> Exercise description: Convert everything in the material from the line containing "Reviewer note: verify that every instance of the paved" down to the line containing "[[111, 71], [120, 72], [79, 111], [239, 45], [257, 47]]" into a Markdown table with the columns Row and Material line. Give each line its own numbered row, and leave out blank lines.

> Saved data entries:
——————

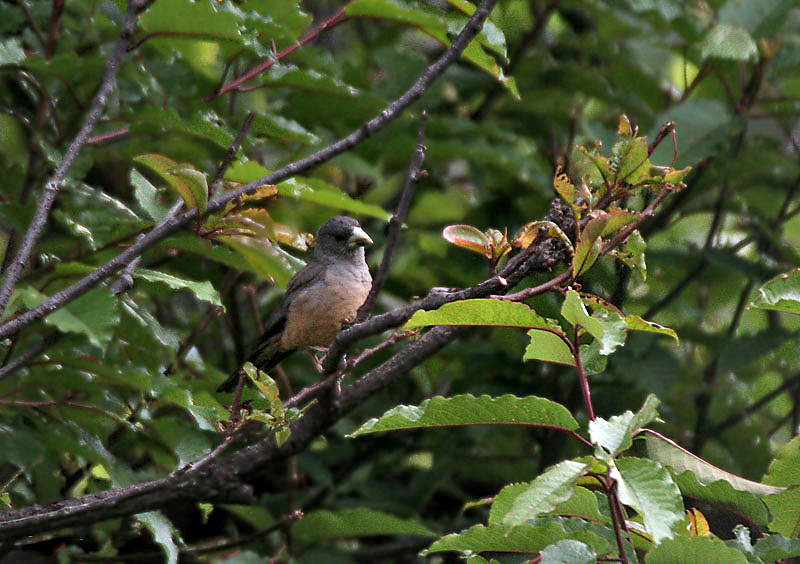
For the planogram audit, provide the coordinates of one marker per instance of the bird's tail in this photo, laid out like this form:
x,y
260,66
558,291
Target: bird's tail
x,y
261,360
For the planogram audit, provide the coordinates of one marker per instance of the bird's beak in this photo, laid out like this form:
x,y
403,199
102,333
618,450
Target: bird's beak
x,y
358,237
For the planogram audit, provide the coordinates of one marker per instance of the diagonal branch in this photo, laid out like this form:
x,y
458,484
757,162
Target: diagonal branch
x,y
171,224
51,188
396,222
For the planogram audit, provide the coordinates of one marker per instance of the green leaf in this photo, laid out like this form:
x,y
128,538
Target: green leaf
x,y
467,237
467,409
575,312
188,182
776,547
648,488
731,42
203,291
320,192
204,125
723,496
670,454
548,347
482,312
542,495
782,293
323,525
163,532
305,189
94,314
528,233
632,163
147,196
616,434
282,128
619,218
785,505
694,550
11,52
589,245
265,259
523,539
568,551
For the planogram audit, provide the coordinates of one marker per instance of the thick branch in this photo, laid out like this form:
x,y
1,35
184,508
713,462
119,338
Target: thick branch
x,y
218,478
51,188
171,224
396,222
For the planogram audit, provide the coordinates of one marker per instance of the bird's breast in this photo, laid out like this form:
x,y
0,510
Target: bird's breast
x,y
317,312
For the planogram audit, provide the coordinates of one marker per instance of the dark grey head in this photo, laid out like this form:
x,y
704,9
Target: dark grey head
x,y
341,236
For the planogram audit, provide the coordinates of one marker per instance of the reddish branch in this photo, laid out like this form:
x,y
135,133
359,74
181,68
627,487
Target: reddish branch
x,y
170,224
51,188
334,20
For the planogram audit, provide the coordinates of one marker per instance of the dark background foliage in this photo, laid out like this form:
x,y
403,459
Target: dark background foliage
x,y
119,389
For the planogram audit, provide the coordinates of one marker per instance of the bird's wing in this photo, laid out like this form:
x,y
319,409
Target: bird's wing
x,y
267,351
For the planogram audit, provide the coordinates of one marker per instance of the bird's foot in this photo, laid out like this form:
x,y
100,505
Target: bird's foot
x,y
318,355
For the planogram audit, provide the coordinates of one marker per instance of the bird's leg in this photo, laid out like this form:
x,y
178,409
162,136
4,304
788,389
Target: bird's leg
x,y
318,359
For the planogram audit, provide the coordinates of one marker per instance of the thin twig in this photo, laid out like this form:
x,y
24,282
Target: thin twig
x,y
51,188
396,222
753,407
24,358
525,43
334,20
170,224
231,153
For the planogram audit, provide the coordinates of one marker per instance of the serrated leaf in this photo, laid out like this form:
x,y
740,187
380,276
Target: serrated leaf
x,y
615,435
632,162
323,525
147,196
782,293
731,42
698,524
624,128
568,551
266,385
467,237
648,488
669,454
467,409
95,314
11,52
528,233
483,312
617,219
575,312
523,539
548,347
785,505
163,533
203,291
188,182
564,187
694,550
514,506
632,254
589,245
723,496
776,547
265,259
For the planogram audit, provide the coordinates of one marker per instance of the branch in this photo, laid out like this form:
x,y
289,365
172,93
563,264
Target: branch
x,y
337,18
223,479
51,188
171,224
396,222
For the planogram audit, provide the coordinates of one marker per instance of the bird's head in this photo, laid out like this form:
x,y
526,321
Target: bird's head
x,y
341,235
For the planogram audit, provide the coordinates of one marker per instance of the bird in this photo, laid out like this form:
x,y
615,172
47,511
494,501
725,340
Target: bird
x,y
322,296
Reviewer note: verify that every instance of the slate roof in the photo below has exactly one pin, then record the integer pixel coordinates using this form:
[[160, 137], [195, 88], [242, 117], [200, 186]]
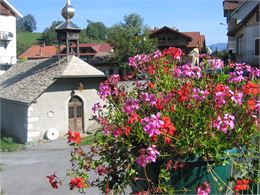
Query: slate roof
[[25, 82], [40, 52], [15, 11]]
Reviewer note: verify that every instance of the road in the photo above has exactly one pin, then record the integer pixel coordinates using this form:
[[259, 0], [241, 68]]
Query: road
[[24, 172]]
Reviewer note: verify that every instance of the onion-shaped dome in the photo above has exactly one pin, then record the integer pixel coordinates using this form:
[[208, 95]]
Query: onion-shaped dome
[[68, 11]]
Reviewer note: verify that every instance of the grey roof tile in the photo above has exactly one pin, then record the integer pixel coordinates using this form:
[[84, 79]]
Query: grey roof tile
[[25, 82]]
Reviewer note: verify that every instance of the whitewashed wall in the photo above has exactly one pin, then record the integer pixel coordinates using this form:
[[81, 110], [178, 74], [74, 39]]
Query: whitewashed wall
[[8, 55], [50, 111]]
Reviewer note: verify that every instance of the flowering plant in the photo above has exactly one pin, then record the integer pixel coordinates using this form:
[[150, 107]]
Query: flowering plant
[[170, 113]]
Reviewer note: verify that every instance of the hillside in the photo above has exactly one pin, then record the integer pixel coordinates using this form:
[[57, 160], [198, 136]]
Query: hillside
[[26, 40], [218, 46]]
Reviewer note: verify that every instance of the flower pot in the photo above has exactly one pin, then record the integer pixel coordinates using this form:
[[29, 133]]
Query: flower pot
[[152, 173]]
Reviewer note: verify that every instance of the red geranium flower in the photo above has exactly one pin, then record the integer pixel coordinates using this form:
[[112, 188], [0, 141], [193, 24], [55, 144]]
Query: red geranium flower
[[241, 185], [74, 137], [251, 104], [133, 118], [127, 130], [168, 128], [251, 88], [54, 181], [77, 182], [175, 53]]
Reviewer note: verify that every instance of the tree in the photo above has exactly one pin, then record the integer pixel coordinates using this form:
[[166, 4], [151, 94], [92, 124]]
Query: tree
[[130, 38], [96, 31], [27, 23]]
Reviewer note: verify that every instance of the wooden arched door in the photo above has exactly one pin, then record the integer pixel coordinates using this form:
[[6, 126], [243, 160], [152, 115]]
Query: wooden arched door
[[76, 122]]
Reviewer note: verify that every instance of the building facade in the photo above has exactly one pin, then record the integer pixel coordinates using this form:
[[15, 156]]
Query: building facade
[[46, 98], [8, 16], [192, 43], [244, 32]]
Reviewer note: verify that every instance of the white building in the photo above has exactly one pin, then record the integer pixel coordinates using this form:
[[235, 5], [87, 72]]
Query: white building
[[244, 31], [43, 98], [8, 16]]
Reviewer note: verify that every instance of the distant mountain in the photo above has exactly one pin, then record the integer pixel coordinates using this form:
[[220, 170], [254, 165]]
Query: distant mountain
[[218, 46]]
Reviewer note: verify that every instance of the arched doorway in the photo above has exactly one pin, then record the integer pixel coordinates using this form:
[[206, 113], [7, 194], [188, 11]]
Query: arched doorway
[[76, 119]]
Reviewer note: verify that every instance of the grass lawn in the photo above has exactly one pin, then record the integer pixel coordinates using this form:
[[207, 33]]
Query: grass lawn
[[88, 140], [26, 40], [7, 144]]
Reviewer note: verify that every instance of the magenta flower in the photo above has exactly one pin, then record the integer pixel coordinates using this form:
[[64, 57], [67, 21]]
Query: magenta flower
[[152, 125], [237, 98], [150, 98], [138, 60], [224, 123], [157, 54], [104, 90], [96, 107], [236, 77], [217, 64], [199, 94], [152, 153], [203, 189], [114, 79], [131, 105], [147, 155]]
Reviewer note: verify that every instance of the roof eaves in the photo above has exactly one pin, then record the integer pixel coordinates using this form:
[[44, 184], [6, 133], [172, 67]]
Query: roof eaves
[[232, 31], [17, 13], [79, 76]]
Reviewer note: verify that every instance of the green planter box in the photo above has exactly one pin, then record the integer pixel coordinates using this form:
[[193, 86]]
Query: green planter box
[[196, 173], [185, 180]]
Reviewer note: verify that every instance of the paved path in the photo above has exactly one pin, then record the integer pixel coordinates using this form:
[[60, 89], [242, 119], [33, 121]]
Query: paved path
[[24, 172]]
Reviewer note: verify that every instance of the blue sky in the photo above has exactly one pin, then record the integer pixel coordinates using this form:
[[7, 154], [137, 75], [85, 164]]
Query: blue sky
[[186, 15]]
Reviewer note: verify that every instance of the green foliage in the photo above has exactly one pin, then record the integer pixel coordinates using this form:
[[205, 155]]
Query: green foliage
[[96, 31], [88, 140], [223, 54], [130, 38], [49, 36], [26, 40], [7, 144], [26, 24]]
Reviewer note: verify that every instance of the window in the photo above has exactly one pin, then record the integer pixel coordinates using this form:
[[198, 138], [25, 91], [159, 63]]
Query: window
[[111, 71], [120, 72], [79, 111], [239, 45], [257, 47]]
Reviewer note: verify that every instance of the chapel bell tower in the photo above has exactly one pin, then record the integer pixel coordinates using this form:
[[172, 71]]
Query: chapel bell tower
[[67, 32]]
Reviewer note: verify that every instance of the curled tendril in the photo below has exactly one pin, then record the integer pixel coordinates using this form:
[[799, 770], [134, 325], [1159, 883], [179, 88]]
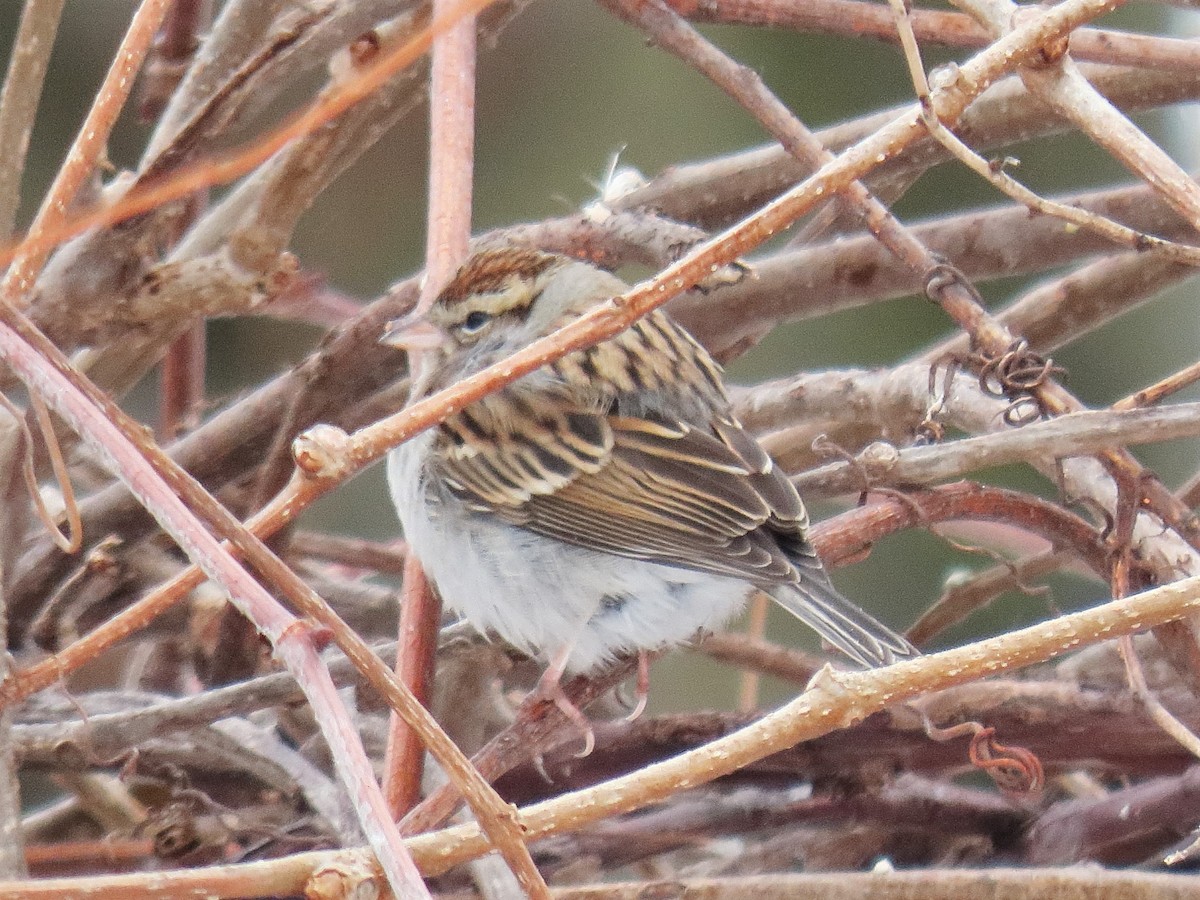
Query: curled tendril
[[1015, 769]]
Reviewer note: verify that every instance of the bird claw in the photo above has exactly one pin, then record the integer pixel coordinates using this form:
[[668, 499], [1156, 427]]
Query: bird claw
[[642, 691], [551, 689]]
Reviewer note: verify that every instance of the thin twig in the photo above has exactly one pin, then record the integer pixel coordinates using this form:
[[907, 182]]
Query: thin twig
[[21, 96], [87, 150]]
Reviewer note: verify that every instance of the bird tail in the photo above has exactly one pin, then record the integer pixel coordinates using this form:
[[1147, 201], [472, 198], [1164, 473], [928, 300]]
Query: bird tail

——————

> Output for this task:
| Row | Material line |
|---|---|
| 1 | Reviewer note: verify that every instance of the paved path in the photo above has exactly one pin, then record the integer pixel coordinates using this form: |
| 2 | [[60, 89], [242, 119], [33, 121]] |
| 3 | Query: paved path |
| 4 | [[24, 172]] |
| 5 | Reviewer note: verify that every instance of the blue sky in the photo above has exactly one pin, then record the integer pixel coordinates using this form: |
| 6 | [[7, 154], [137, 75], [85, 164]] |
| 7 | Query: blue sky |
| 8 | [[186, 15]] |
| 9 | Reviewer note: verify that every instance of the green foliage in the photo above has exactly one pin, then record the integer pixel coordinates using this form: |
| 10 | [[205, 155]] |
| 11 | Query: green foliage |
| 12 | [[96, 31], [88, 140], [223, 54], [130, 38], [49, 36], [26, 40], [7, 144], [26, 24]] |
| 13 | Reviewer note: verify that every instance of the window in the photo above has exactly one pin, then record the integer pixel coordinates using this form: |
| 14 | [[198, 138], [25, 91], [159, 63]] |
| 15 | Query: window |
| 16 | [[111, 71], [120, 72], [79, 111], [239, 45], [257, 47]] |